***** GIVEN DATA *****

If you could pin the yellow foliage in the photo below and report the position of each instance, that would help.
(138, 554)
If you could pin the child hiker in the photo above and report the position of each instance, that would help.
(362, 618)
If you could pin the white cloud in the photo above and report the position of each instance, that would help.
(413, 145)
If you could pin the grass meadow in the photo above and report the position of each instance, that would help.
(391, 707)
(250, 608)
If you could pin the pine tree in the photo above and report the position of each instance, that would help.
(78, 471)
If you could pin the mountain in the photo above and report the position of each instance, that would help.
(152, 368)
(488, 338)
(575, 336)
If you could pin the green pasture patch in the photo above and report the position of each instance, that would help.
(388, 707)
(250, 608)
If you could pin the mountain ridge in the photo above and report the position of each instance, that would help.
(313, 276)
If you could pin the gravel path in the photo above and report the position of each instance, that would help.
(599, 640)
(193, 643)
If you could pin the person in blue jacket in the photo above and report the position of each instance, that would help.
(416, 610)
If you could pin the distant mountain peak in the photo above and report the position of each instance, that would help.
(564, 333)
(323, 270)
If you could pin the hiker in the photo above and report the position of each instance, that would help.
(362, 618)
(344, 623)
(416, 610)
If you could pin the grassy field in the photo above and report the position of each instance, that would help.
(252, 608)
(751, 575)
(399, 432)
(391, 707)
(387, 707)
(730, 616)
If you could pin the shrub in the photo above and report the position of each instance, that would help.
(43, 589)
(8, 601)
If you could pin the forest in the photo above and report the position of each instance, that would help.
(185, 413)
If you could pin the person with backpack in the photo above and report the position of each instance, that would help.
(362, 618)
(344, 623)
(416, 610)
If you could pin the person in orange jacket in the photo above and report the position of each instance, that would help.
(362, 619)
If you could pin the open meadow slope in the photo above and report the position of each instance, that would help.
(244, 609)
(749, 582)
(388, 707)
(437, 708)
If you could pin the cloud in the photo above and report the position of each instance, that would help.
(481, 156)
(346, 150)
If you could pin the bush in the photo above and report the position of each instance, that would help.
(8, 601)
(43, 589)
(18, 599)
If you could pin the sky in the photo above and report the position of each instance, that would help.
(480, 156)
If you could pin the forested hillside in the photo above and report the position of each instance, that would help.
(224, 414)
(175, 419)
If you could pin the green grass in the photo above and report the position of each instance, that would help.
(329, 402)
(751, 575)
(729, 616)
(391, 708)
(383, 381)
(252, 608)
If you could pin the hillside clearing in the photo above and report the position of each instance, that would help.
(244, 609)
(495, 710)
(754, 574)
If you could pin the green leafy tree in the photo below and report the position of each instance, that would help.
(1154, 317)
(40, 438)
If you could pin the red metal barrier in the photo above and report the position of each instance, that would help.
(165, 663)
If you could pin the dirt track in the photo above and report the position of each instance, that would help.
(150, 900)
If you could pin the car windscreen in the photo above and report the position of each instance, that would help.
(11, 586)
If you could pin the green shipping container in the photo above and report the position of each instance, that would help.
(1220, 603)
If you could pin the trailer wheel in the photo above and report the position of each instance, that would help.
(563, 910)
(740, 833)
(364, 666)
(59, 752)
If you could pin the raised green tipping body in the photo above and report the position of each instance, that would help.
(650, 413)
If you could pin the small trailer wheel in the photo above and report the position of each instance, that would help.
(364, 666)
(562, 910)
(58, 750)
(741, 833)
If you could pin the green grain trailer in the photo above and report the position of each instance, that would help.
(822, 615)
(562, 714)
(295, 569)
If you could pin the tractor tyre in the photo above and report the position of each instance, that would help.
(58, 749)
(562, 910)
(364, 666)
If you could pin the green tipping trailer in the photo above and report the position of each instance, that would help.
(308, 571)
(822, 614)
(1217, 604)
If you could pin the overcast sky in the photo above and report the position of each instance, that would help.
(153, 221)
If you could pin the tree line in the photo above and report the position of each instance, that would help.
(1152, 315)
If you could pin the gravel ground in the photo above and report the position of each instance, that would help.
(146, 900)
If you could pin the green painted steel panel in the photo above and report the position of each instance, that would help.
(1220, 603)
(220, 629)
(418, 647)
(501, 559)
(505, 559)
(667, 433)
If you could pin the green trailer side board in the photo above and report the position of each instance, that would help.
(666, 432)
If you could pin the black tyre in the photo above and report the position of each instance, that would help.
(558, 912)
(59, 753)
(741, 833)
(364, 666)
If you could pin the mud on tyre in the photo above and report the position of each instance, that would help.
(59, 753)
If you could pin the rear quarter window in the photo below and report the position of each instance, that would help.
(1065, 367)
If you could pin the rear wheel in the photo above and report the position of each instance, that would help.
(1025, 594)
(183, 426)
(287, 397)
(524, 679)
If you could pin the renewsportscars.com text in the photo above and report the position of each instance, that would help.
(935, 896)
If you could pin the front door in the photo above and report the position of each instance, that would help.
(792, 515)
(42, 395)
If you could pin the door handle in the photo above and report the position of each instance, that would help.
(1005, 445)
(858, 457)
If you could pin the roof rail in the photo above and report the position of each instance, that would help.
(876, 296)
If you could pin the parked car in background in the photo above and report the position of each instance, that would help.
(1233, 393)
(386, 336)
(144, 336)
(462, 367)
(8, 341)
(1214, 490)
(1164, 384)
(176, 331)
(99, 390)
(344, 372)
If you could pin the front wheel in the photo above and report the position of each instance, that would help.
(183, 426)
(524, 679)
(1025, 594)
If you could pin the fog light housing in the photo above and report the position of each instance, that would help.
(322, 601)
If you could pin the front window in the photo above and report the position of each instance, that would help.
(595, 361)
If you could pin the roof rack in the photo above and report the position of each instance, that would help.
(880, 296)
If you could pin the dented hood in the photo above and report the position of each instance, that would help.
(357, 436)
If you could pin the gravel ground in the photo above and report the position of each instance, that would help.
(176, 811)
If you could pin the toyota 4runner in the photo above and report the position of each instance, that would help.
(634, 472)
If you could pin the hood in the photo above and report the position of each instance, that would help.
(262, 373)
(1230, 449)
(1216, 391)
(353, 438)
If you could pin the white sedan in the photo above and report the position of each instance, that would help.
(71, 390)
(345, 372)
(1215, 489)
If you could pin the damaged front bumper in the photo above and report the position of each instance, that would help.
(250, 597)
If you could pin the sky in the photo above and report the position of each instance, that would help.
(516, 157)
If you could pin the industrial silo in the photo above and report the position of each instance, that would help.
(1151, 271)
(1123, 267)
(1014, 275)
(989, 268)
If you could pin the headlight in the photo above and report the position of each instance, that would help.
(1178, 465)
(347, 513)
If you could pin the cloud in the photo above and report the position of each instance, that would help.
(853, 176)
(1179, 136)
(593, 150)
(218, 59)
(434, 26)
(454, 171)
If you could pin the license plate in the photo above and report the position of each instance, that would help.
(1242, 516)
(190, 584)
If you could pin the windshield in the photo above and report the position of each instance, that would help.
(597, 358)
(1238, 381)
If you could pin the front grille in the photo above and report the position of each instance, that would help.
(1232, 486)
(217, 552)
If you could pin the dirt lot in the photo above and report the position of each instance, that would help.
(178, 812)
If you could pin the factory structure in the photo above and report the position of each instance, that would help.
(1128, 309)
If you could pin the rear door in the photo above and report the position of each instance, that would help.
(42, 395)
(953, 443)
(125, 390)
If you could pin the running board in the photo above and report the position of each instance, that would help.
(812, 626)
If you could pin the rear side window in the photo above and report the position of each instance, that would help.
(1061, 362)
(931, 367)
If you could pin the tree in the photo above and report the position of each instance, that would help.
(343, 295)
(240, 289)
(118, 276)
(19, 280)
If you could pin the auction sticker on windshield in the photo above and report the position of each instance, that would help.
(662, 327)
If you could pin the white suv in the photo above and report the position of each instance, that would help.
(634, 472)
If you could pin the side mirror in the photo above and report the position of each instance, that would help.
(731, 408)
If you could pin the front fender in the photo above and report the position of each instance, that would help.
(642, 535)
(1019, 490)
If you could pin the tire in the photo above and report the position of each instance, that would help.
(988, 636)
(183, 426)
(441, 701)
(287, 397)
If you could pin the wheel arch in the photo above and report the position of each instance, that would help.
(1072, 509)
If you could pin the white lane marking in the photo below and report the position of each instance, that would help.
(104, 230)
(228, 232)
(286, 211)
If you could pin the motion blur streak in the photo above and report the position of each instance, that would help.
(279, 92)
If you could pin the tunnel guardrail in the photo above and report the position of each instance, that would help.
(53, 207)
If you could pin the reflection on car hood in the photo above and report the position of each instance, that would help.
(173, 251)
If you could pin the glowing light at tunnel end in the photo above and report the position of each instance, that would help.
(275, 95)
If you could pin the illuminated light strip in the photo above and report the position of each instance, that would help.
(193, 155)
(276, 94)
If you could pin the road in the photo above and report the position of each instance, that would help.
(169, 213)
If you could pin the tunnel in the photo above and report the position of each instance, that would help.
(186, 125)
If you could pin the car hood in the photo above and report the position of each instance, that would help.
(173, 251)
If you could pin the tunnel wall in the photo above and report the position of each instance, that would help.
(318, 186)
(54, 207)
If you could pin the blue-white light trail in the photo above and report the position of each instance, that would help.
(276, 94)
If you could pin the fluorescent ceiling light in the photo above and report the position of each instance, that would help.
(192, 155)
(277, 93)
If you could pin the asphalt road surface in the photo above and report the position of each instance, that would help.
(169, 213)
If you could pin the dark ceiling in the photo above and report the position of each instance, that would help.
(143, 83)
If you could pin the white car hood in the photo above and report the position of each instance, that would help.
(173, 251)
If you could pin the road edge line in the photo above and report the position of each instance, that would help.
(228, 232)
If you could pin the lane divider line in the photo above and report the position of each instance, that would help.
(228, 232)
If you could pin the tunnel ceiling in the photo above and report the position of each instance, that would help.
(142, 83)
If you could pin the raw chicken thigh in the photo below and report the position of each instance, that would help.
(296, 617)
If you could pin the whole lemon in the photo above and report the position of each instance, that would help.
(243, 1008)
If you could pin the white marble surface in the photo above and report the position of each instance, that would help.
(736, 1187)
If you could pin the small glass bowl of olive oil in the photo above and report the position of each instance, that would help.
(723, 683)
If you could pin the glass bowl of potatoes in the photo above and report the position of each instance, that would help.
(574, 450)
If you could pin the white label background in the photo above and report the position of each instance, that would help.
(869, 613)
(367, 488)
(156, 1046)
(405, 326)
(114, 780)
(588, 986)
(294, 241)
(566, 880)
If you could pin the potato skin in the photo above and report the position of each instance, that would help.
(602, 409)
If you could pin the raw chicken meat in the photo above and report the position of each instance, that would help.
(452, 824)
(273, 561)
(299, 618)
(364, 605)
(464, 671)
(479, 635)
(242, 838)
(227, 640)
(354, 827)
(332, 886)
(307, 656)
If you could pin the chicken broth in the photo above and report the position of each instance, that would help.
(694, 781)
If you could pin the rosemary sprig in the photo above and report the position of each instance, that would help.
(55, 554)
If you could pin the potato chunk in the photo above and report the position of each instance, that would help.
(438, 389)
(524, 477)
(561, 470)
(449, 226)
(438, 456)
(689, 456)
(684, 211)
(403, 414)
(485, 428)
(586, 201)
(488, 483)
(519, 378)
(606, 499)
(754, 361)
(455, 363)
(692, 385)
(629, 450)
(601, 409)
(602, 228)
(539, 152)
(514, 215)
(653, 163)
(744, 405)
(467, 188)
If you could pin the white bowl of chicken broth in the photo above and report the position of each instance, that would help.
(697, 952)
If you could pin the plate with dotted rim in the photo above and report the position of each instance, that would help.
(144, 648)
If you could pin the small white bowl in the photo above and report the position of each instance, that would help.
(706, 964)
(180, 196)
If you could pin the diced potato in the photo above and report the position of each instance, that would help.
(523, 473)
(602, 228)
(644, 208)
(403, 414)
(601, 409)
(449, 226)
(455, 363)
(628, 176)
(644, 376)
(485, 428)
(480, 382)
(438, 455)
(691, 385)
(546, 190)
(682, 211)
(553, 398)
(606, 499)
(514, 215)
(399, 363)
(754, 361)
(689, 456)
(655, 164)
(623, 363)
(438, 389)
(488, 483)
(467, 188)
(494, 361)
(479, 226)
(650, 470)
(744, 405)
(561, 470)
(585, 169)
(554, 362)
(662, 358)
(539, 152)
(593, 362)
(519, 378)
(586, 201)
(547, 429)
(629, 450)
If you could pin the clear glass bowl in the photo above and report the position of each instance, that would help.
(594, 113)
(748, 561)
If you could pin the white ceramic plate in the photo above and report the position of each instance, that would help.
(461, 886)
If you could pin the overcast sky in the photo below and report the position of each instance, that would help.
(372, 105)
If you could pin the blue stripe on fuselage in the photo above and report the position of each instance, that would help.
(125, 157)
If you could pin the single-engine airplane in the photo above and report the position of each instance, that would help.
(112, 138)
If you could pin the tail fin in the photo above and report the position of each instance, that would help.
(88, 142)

*****

EXERCISE:
Nothing but the lines from the one containing "If you could pin the single-engine" through the last line of the material should be returned, each exactly as written, both ends included.

WRITTEN REPLY:
If you could pin the single-engine airplane in the photo above and report the position of each instance, that would help.
(112, 138)
If you could pin the tail fin in the photo above and report the position of each instance, that would help.
(88, 142)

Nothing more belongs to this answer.